◆ **REQUIRED WORK**: Rewrite every row below, changing "Provide one point per instance" to "Give one point for each instance" wherever it occurs and keeping everything else the same. Omit the pictures from your version.

Entries from a pointing dataset

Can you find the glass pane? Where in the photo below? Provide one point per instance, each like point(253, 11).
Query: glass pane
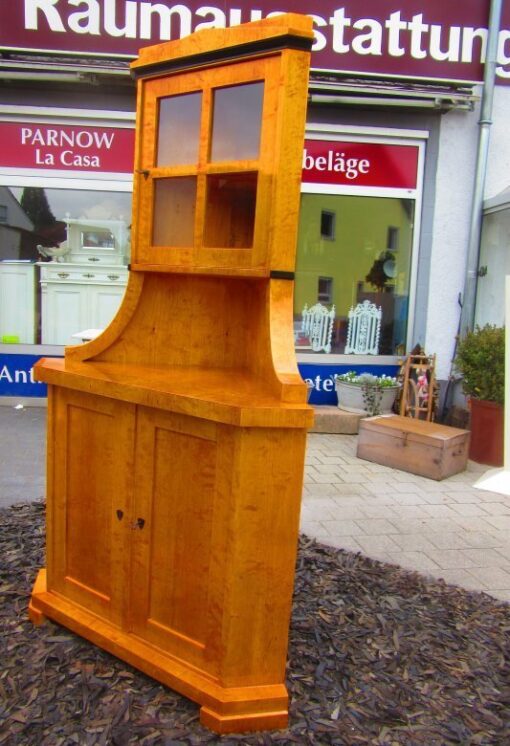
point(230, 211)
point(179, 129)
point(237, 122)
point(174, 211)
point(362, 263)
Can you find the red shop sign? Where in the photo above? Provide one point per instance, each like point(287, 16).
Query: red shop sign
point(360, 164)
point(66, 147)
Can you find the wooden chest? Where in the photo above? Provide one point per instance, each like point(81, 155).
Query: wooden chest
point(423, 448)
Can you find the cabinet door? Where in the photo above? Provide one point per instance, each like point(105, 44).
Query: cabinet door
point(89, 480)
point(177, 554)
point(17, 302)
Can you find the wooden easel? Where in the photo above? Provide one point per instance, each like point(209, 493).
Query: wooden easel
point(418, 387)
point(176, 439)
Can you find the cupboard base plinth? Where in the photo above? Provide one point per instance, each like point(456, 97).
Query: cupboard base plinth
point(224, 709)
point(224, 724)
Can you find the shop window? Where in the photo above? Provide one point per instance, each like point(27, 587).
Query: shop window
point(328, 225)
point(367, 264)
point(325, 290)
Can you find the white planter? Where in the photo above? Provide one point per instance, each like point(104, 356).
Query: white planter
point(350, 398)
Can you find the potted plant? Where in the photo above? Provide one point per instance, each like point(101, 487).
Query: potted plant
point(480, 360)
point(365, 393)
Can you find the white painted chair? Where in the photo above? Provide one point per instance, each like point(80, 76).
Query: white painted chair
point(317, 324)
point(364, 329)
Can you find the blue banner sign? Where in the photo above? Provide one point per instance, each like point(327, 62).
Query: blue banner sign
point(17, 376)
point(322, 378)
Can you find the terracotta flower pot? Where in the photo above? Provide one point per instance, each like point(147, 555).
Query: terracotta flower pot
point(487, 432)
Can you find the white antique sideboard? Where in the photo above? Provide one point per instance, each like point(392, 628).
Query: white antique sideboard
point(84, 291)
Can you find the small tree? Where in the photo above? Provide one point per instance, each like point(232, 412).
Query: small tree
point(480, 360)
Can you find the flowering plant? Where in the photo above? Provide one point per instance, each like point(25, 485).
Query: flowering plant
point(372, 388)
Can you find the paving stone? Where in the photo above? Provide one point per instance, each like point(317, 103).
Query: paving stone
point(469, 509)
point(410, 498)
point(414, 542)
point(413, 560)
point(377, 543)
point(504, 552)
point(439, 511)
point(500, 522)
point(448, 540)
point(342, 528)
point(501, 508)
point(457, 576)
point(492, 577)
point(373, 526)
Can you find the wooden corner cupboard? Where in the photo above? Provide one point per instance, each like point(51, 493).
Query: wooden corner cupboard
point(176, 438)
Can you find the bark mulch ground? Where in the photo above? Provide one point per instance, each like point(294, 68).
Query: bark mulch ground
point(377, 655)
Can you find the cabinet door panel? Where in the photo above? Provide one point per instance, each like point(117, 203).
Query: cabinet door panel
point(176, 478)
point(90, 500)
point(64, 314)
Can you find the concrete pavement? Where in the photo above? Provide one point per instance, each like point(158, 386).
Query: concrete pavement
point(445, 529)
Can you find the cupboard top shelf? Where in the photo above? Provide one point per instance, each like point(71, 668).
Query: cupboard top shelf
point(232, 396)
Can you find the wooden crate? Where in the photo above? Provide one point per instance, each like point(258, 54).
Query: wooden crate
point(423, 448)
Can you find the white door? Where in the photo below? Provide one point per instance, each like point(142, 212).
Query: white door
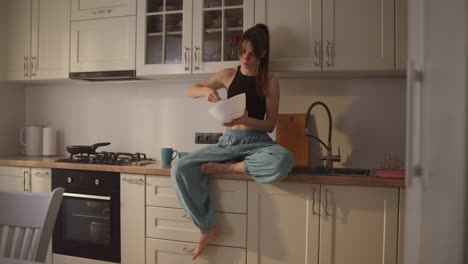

◆ **RESPONSE FOR THIS EXERCISE**:
Can you find the glass pane? Where in the photo below? Give one point for each instance, each like point(253, 11).
Query: glass pane
point(230, 211)
point(179, 129)
point(237, 122)
point(174, 211)
point(362, 263)
Can you find the red shop sign? Where in the photo above? Give one point for each instance, each like point(287, 16).
Query: red shop sign
point(360, 164)
point(66, 147)
Can you find the wooden chest? Where in the photo above? Give one point for each instance, each like point(81, 155).
Query: wooden chest
point(423, 448)
Can you find the cabinet door? Where in the photo above? Give one point for each instance, each like point(105, 44).
Query: cabinet door
point(89, 480)
point(177, 554)
point(17, 302)
Can you find the wooden easel? Where in the photo above? Give one point for each instance, each like point(209, 493).
Query: wooden easel
point(418, 387)
point(176, 439)
Can you find the cupboard base plinth? Where in the photo above? Give one point for each instance, each like point(456, 97).
Query: cupboard base plinth
point(224, 709)
point(224, 724)
Can you find the shop window? Where in the photo above? Give one point for each instance, each like point(27, 587).
Query: shop window
point(328, 225)
point(367, 264)
point(325, 290)
Can you find the white planter? Where in the photo above? Give one point for each instance, each like point(104, 356).
Query: white planter
point(350, 398)
Can you find the potted plant? Where in the photo above? Give one point for each instance, each like point(101, 487).
Query: potted plant
point(480, 360)
point(365, 393)
Can you find the white painted chair? Where in the photo above? Give one point for each instance, each like point(80, 76).
Query: white painted chair
point(317, 324)
point(364, 329)
Can you find the blue banner sign? Where in the photo above? Give one point for each instance, each like point(327, 62).
Query: blue banner sign
point(17, 376)
point(322, 378)
Can you find the terracotta flower pot? Where in the photo above? Give one point for each instance, each like point(147, 555).
Query: terracotta flower pot
point(487, 432)
Can you find the white antique sideboard? Where in the photo above? Give one point for each instance, each like point(392, 628).
Query: white antique sideboard
point(84, 291)
Can you find the small tree? Where in the photo above? Give one point for each instance, each like point(232, 412).
Query: small tree
point(480, 360)
Can you find the flowering plant? Where in the photo above? Give one point for each instance, each like point(25, 485).
Query: flowering plant
point(372, 388)
Can you find the paving stone? Where in the photo above? Give one point for each instance, each like point(317, 103).
Query: paving stone
point(469, 509)
point(410, 498)
point(414, 542)
point(413, 560)
point(377, 543)
point(504, 552)
point(439, 511)
point(500, 522)
point(448, 540)
point(342, 528)
point(501, 508)
point(457, 576)
point(492, 577)
point(373, 526)
Can you find the wooden corner cupboard? Where in the photo above? Give one point for each instance, each like point(51, 493).
Query: wooden corner cupboard
point(176, 438)
Can you find the bark mulch ground? Where in the photo above? Give one point for each instance, each like point(294, 68).
Query: bark mulch ground
point(377, 655)
Can you find the cabinet door panel? Where in the photo above? Give one point for each instance, each like point(117, 203).
Query: cabinet door panel
point(176, 478)
point(90, 500)
point(64, 314)
Can you find the concrete pavement? Where in the photo above? Give one point for each instance, each like point(158, 386).
Query: concrete pavement
point(445, 529)
Can you find the cupboard top shelf? Where in the photo above? Give one point for each instance, each like point(71, 668).
Query: cupboard top shelf
point(232, 396)
Can you find the wooden crate? Where in the photo above? Give one point for each instance, each like point(258, 54).
Query: wooden crate
point(423, 448)
Can you find the white door? Where in the photo below? Give one point for each instance, each like point(142, 212).
Query: white door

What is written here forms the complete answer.